• _Your instructions_: Return all of the entries exactly as written.

• _Data section_:
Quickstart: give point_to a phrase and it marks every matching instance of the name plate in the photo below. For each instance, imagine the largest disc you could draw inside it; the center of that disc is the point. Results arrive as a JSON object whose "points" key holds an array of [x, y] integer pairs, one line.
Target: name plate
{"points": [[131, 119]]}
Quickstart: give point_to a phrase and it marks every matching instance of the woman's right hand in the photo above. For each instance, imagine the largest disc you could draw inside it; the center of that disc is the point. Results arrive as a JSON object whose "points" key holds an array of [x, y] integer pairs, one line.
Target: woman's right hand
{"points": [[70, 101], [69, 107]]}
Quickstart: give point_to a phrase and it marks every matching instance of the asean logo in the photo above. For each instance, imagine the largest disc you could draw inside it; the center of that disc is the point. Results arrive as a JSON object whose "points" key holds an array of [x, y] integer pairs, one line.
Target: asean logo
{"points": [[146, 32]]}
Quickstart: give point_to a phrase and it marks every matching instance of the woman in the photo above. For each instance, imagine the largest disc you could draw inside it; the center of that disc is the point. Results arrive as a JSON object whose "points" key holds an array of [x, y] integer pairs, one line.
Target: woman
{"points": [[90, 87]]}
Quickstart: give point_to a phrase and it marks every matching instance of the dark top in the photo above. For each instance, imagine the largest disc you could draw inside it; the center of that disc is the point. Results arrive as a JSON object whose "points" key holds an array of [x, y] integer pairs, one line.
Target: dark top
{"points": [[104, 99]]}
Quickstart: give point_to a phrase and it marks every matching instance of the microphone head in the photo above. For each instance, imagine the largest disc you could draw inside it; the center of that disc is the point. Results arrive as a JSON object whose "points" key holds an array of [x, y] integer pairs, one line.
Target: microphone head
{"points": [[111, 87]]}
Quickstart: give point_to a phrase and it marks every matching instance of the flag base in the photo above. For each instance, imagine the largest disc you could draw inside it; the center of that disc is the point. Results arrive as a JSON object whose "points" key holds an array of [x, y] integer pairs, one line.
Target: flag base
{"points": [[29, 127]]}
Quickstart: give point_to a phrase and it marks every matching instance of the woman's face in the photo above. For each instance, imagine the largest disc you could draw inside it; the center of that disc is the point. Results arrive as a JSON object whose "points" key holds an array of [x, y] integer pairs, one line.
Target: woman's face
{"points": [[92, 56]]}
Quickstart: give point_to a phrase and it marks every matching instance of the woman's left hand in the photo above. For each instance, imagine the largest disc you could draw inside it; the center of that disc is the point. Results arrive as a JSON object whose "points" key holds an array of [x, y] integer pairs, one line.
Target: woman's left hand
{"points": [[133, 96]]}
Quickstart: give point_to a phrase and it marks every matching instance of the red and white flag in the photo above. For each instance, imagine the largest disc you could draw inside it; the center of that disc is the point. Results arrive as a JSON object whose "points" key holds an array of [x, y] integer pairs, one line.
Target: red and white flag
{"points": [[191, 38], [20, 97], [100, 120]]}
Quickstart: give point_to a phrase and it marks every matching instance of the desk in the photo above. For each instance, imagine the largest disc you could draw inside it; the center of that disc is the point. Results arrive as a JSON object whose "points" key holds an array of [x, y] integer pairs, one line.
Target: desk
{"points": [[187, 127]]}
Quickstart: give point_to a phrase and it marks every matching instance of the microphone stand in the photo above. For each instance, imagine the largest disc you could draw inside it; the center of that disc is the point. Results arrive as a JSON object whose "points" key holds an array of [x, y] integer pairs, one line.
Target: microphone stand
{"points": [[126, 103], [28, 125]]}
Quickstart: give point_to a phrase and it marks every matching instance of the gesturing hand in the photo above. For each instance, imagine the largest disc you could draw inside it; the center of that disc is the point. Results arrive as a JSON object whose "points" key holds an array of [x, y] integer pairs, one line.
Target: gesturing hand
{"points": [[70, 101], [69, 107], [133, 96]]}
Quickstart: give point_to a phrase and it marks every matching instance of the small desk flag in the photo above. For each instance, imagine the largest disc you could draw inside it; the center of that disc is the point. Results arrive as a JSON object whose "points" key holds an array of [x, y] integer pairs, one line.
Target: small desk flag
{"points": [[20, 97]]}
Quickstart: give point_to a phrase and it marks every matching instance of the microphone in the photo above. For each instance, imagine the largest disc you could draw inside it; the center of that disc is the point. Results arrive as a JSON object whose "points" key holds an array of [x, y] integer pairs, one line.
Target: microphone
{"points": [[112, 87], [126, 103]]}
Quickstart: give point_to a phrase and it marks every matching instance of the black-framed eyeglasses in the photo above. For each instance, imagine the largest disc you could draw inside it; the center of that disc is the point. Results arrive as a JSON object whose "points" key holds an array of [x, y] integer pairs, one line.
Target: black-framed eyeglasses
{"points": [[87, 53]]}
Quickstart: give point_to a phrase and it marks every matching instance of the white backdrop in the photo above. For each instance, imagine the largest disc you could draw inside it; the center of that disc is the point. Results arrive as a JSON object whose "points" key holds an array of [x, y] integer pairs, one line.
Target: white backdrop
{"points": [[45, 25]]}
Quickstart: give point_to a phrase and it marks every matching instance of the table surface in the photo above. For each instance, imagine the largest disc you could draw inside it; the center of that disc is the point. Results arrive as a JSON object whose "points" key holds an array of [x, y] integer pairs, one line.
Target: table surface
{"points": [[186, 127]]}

• _Reply_:
Quickstart: give point_to a phrase and it marks every matching instance of the name plate in the photo below. For each instance, imagine the largest disc you could draw inside it; the center of that disc is the point. Results arrive as a JSON object whose "points" key holds an array of [x, y] integer pairs, one line.
Target: name plate
{"points": [[131, 119]]}
Quickstart: give point_to a phrase and it marks every matching instance of the woman's right hand in the photo above. For each instance, imagine the largest disc you could draw inside it; the center of that disc is the point. Results arrive as a JSON object whose "points" key holds an array of [x, y] integer pairs, one line.
Target: woman's right hand
{"points": [[70, 101], [69, 107]]}
Quickstart: give point_to a phrase and it marks every matching instance of the asean logo in the photo above. For each instance, imagine the largest disc you could draw inside it; the center of that disc is the point. Results arrive as a JSON object whose "points" key holds an array of [x, y] integer pairs, one line.
Target: asean logo
{"points": [[146, 32]]}
Quickstart: give point_to a phrase and it marks every matching instance of the woman in the photo above. For each instance, imagine the largest disc you could draw inside it; the center of that disc is the point. Results arrive as a JSON object whose "points" key holds an array of [x, y] integer pairs, one line.
Target: woman
{"points": [[90, 87]]}
Quickstart: give point_to a phrase and it marks every matching instance of the dark top in the photo above. For each instance, imagine the largest disc you could draw inside it; the center of that disc is the point. Results arrive as a JSON object whose "points" key holds an array of [x, y] integer pairs, one line.
Target: dark top
{"points": [[104, 99]]}
Quickstart: give point_to a phrase and it marks every matching instance of the microphone head in the photo above. For each instance, imagine the largest disc you could draw inside it; the center of that disc is the point. Results arrive as a JSON object whose "points" key holds an array of [x, y] integer pairs, one line.
Target: microphone head
{"points": [[111, 87]]}
Quickstart: give point_to a phrase and it marks every matching instance of the flag base in the photo above. For each instance, imagine the largest disc you could draw inside it; the center of that disc is the point. Results arrive as a JSON object whose "points" key holds an array of [x, y] integer pairs, one line.
Target: flag base
{"points": [[29, 127]]}
Quickstart: give point_to a phrase and it marks every matching instance of the woman's face in the photo above. For each instance, imagine the largest disc you could draw inside it; the center of that disc is the point. Results arrive as a JSON object whose "points" key holds an array of [x, y] integer pairs, one line.
Target: woman's face
{"points": [[92, 56]]}
Quickstart: give point_to a phrase and it marks every matching instance of the woman's left hand in the photo above. For each instance, imagine the largest disc you could draw inside it; the center of that disc is the point. Results arrive as a JSON object whose "points" key holds an array of [x, y] integer pairs, one line.
Target: woman's left hand
{"points": [[133, 96]]}
Quickstart: give point_to a phrase and it marks every matching instance of the red and white flag in the photo above. For each instance, imagine the largest disc you could draw inside it; the center of that disc is the point. Results arrive as a JSON object whose "points" key holds an array of [x, y] integer pairs, one line.
Target: red and white flag
{"points": [[191, 38], [20, 97], [100, 120]]}
Quickstart: give point_to a phrase and it marks every matching instance of the desk in the photo above. For each instance, imagine the largest disc you could draw inside it; the center of that disc is the point. Results arrive as a JSON object whose "points" key holds an array of [x, y] integer pairs, one line.
Target: desk
{"points": [[187, 127]]}
Quickstart: give point_to a phrase and it marks every matching instance of the microphone stand in the photo above. For each instance, imagine the largest disc you could draw inside it; the center of that disc is the point. Results arrive as a JSON object whose "points" key holds an array of [x, y] integer pairs, one line.
Target: microphone stand
{"points": [[126, 103], [28, 125]]}
Quickstart: give point_to a phrase and it marks every matching instance of the gesturing hand in the photo above. For each instance, imagine the largest disc you could draw inside it; the center of that disc is the point. Results arrive as a JSON object whose "points" key holds an array of [x, y] integer pairs, one line.
Target: gesturing hand
{"points": [[70, 101], [69, 107], [133, 96]]}
Quickstart: give point_to a phrase and it marks every matching instance of the small desk flag in the photo above. For each instance, imagine the largest disc you could draw inside it; the center of that disc is the point. Results arrive as a JSON object whose "points" key holds an array of [x, y] integer pairs, one line.
Target: small desk flag
{"points": [[20, 97]]}
Quickstart: give point_to a phrase and it marks every matching instance of the microphone in the photo above. For each instance, imagine the largest disc you could draw inside it; the center of that disc is the point. Results arrive as a JSON object whose "points" key holds an array of [x, y] integer pairs, one line.
Target: microphone
{"points": [[112, 87], [126, 103]]}
Quickstart: give point_to a phrase and it marks every matching instance of the black-framed eyeglasses in the photo above. For each instance, imagine the largest disc you could draw inside it; the center of that disc is the point. Results arrive as a JSON object whose "points" key holds an array of [x, y] integer pairs, one line.
Target: black-framed eyeglasses
{"points": [[87, 53]]}
Quickstart: give point_to a phrase and it marks every matching instance of the white backdrop in the photo above. For each instance, imagine the largest disc you could draw inside it; the center of that disc is the point. Results arrive as a JSON object whose "points" key holds an array of [x, y] integer pairs, one line.
Target: white backdrop
{"points": [[45, 25]]}
Quickstart: give point_to a phrase and it marks every matching instance of the table surface in the photo above. For each instance, imagine the largest disc you could draw inside it; the center of that disc is the point. Results arrive as a JSON object whose "points" key holds an array of [x, y] integer pairs, one line.
Target: table surface
{"points": [[186, 127]]}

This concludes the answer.